_Testo estratto_

Il tribunale di Tel Aviv ha ordinato che Eitan Biran sia rimandato in Italia a vivere con sua zia, in attesa di qualsiasi diversa sentenza dei tribunali italiani. Eitan Biran, sei anni, è l’unico sopravvissuto a un incidente in funivia a Mottarone, nel nord Italia, ed è stato portato illegalmente in Israele dall’Italia dal nonno israeliano. L’incidente ha causato la morte di 14 persone, tra cui il padre di Eitan, Amit Biran; sua madre, Tal Peleg; suo fratello di un anno, Tom; e i suoi bisnonni, Barbara Cohen Konisky e Itshak Cohen. La corte ha riscontrato che Biran aveva legami più profondi e si sentiva maggiormente suo agio con la sua famiglia italiana e l’ambiente circostante di quanto non avesse con la sua famiglia israeliana e con l’ambiente circostante.

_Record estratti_
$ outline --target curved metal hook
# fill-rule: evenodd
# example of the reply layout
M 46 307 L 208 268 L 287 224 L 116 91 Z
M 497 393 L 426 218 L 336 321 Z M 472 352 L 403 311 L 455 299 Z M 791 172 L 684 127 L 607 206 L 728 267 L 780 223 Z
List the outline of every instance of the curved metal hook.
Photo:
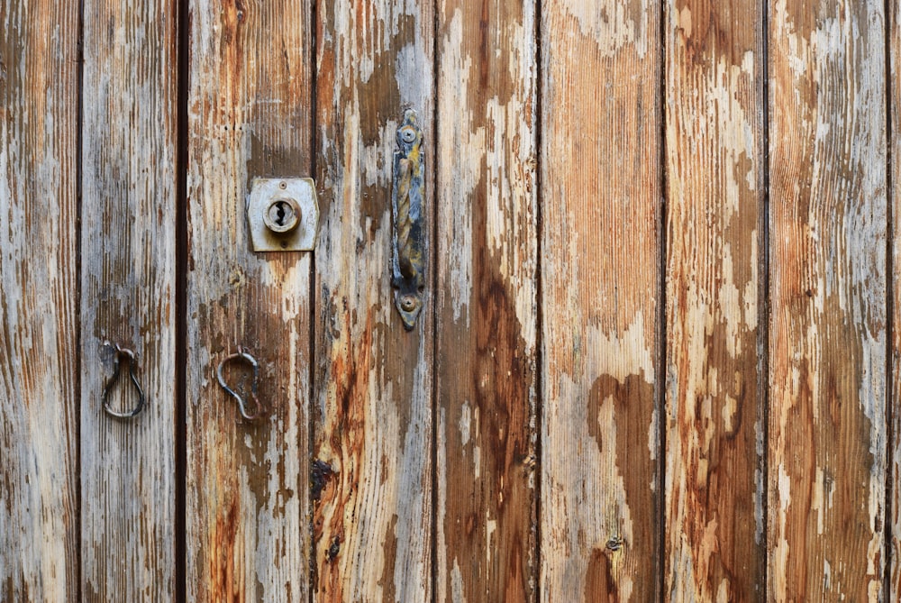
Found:
M 248 414 L 244 398 L 241 397 L 241 395 L 234 389 L 228 387 L 225 383 L 225 377 L 223 375 L 223 370 L 225 368 L 225 365 L 232 361 L 243 361 L 250 364 L 253 369 L 253 381 L 250 383 L 250 398 L 253 400 L 253 404 L 257 407 L 257 410 L 252 415 Z M 241 348 L 238 348 L 237 353 L 229 354 L 222 362 L 219 363 L 219 368 L 216 369 L 216 379 L 218 379 L 219 385 L 222 386 L 222 388 L 238 401 L 238 409 L 241 412 L 241 416 L 248 421 L 252 421 L 259 416 L 263 410 L 263 407 L 259 404 L 259 399 L 257 397 L 257 383 L 259 381 L 259 364 L 253 356 L 244 352 Z
M 138 383 L 138 376 L 135 374 L 135 365 L 138 363 L 135 360 L 134 352 L 128 348 L 123 348 L 118 343 L 111 343 L 110 342 L 105 342 L 104 345 L 113 348 L 115 351 L 115 358 L 114 359 L 114 370 L 113 377 L 106 382 L 104 387 L 103 403 L 104 403 L 104 412 L 115 419 L 131 419 L 143 409 L 144 407 L 144 390 L 141 388 L 141 384 Z M 132 383 L 134 385 L 134 388 L 138 390 L 138 404 L 132 410 L 120 413 L 117 410 L 114 410 L 109 404 L 109 395 L 113 390 L 113 386 L 119 379 L 119 373 L 122 369 L 122 359 L 128 361 L 128 376 L 132 379 Z

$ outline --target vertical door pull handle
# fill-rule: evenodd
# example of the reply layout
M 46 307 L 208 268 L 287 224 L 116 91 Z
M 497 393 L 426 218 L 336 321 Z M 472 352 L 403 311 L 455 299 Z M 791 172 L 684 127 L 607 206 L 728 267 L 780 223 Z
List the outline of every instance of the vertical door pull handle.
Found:
M 425 288 L 423 172 L 423 132 L 416 123 L 416 112 L 407 109 L 397 129 L 391 194 L 394 217 L 391 285 L 395 289 L 395 306 L 407 331 L 416 324 Z

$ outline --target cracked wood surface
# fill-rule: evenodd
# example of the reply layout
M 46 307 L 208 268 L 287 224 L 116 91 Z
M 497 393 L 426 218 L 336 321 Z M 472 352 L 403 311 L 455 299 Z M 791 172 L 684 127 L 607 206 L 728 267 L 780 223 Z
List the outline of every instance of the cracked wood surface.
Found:
M 188 96 L 188 600 L 305 601 L 309 567 L 310 255 L 254 253 L 254 177 L 305 177 L 310 3 L 192 2 Z M 239 346 L 264 415 L 216 381 Z M 247 367 L 225 370 L 250 388 Z
M 438 14 L 441 601 L 532 601 L 536 537 L 535 3 Z
M 666 8 L 665 592 L 765 593 L 759 224 L 763 7 Z
M 878 600 L 887 425 L 886 18 L 770 5 L 769 588 Z
M 184 49 L 64 4 L 0 5 L 0 598 L 897 598 L 898 0 L 194 0 Z M 250 251 L 250 179 L 309 175 L 314 253 Z
M 78 569 L 77 3 L 0 4 L 0 599 Z
M 391 173 L 404 109 L 433 173 L 431 2 L 316 4 L 314 505 L 316 601 L 431 600 L 433 179 L 425 183 L 426 287 L 405 330 L 390 282 Z
M 177 21 L 169 0 L 84 5 L 82 580 L 86 600 L 175 597 Z M 142 412 L 102 410 L 105 341 L 132 349 Z M 110 406 L 137 401 L 122 367 Z
M 542 7 L 541 597 L 653 600 L 660 8 Z

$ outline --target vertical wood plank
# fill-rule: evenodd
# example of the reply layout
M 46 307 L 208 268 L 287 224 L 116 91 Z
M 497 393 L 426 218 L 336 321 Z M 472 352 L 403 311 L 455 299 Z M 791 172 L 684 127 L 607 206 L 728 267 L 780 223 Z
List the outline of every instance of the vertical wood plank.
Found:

_Le tue istruzioni_
Puoi ripetere parola per parola, senza cambiare nulla, l'intero testo sulla sentenza riguardante Eitan Biran?

_Risposta esercizio_
Il tribunale di Tel Aviv ha ordinato che Eitan Biran sia rimandato in Italia a vivere con sua zia, in attesa di qualsiasi diversa sentenza dei tribunali italiani. Eitan Biran, sei anni, è l’unico sopravvissuto a un incidente in funivia a Mottarone, nel nord Italia, ed è stato portato illegalmente in Israele dall’Italia dal nonno israeliano. L’incidente ha causato la morte di 14 persone, tra cui il padre di Eitan, Amit Biran; sua madre, Tal Peleg; suo fratello di un anno, Tom; e i suoi bisnonni, Barbara Cohen Konisky e Itshak Cohen. La corte ha riscontrato che Biran aveva legami più profondi e si sentiva maggiormente suo agio con la sua famiglia italiana e l’ambiente circostante di quanto non avesse con la sua famiglia israeliana e con l’ambiente circostante.